- [Written request]: Please pull out every line in the listing below that contains the string "moai". Letter case counts when matching.

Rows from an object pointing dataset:
_ _ _

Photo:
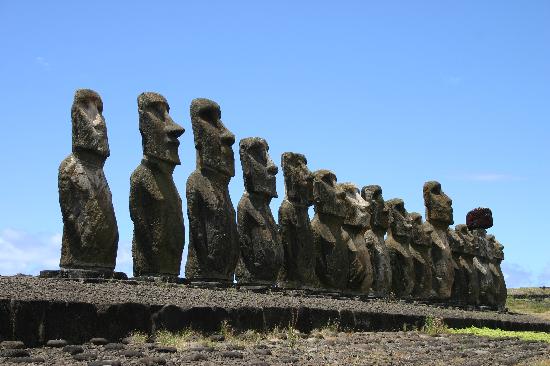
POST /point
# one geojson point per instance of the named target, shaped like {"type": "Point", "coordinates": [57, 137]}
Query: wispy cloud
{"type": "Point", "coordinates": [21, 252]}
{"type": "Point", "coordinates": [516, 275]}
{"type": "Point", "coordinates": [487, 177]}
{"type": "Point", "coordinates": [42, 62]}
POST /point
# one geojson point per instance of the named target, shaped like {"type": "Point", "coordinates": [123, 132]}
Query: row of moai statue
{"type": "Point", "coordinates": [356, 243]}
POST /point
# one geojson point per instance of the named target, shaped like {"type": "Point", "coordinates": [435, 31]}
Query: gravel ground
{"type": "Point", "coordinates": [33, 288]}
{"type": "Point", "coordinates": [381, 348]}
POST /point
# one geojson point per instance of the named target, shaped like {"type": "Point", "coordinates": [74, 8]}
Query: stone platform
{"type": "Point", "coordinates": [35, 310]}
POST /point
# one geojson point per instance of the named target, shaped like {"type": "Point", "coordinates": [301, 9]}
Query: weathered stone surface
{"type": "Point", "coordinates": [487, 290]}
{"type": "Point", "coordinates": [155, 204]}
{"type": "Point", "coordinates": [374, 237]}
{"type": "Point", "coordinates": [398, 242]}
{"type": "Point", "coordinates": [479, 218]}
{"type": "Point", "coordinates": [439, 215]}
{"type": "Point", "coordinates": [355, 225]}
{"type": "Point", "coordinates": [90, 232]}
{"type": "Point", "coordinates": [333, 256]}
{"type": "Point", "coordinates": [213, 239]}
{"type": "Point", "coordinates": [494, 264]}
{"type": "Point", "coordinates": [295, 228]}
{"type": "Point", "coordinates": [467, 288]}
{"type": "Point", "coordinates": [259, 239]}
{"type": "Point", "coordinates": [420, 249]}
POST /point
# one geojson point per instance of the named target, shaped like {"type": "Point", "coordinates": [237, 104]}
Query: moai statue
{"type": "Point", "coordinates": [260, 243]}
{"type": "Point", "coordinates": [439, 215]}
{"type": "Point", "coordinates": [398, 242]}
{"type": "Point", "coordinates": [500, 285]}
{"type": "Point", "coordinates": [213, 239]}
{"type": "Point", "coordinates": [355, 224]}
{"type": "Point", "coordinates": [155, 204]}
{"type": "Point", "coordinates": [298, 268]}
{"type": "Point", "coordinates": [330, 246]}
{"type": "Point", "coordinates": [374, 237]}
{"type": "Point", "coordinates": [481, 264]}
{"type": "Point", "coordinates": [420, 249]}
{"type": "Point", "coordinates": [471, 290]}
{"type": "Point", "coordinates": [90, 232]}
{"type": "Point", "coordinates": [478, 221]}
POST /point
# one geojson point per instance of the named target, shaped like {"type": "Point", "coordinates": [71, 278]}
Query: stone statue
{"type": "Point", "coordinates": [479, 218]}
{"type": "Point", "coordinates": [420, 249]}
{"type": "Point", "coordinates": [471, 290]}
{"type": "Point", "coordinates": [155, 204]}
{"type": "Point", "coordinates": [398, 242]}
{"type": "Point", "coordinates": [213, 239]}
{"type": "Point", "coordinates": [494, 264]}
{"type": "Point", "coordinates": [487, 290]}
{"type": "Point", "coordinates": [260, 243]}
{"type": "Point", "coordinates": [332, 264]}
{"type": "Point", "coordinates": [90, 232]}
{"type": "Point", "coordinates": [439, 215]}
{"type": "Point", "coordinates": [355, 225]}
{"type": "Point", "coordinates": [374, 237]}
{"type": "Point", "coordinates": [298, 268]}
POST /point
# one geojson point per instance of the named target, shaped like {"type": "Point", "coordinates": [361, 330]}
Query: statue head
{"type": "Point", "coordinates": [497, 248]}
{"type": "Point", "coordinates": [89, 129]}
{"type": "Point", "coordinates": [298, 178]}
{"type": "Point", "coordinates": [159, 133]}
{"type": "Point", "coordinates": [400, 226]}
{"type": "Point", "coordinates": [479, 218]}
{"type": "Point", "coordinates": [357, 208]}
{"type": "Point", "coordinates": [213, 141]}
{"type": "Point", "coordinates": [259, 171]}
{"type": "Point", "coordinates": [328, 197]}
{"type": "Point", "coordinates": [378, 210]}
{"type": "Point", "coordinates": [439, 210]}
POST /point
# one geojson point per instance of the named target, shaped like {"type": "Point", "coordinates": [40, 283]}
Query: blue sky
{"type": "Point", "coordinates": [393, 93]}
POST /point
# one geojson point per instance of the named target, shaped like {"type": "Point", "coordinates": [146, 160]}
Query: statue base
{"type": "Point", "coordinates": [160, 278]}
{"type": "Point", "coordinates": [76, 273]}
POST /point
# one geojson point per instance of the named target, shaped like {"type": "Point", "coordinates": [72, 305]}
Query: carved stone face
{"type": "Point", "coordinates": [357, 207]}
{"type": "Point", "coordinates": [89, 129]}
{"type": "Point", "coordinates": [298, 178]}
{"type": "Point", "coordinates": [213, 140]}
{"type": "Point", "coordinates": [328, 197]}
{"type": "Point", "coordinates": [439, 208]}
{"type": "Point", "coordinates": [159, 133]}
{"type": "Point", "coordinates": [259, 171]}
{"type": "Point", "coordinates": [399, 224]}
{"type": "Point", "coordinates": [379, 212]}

_ _ _

- [Exercise output]:
Query: row of moai statue
Query: moai statue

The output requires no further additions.